## Stored data
------------------------------------------------------------------------

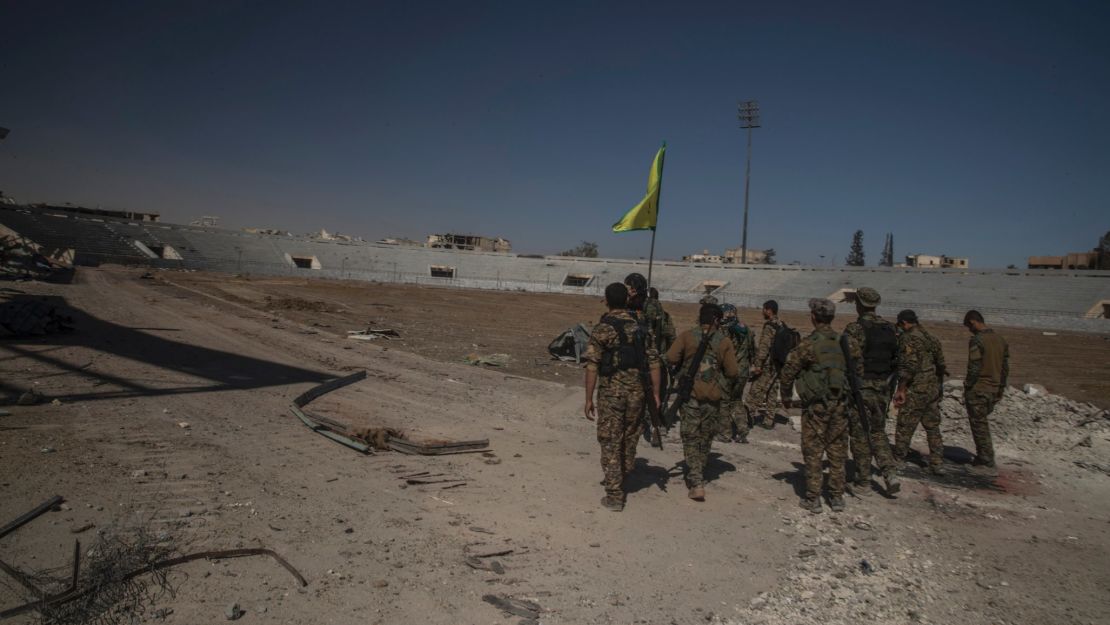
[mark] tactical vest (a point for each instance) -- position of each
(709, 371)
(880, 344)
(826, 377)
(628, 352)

------------------------------------------------------------------------

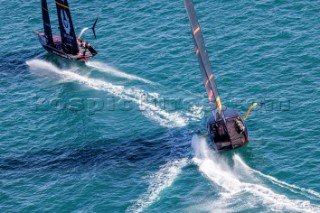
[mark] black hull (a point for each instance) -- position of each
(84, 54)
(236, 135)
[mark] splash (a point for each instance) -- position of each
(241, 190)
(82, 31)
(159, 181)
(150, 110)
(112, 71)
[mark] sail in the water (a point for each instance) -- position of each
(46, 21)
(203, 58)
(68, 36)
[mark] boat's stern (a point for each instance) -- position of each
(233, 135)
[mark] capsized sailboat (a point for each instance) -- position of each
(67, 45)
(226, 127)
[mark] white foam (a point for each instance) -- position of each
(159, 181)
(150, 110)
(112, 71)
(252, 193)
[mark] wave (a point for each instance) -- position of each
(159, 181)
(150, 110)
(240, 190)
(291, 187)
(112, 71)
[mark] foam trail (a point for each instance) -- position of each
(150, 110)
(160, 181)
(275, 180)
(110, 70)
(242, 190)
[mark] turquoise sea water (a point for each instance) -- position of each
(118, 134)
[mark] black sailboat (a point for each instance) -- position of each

------------------------------------------------------------------------

## EXERCISE
Look through the entries above and quote exactly the lines from the line with "[mark] capsized sailboat" to the line with "[mark] black sailboat", counting both of those lines.

## RESPONSE BELOW
[mark] capsized sailboat (a point for each instance) -- position of each
(67, 45)
(226, 127)
[mark] white foam (a point for each instance) -- position of each
(159, 181)
(150, 110)
(112, 71)
(252, 193)
[mark] wave (a point for each instance) -- position of each
(159, 181)
(150, 110)
(240, 190)
(291, 187)
(112, 71)
[mark] foam trail (a point for each instance) -- position of each
(150, 110)
(160, 181)
(275, 180)
(110, 70)
(242, 190)
[mark] turquoise sea water (a point for each instance) -- position of each
(118, 134)
[mark] black sailboat (a point for each instance) -- position of each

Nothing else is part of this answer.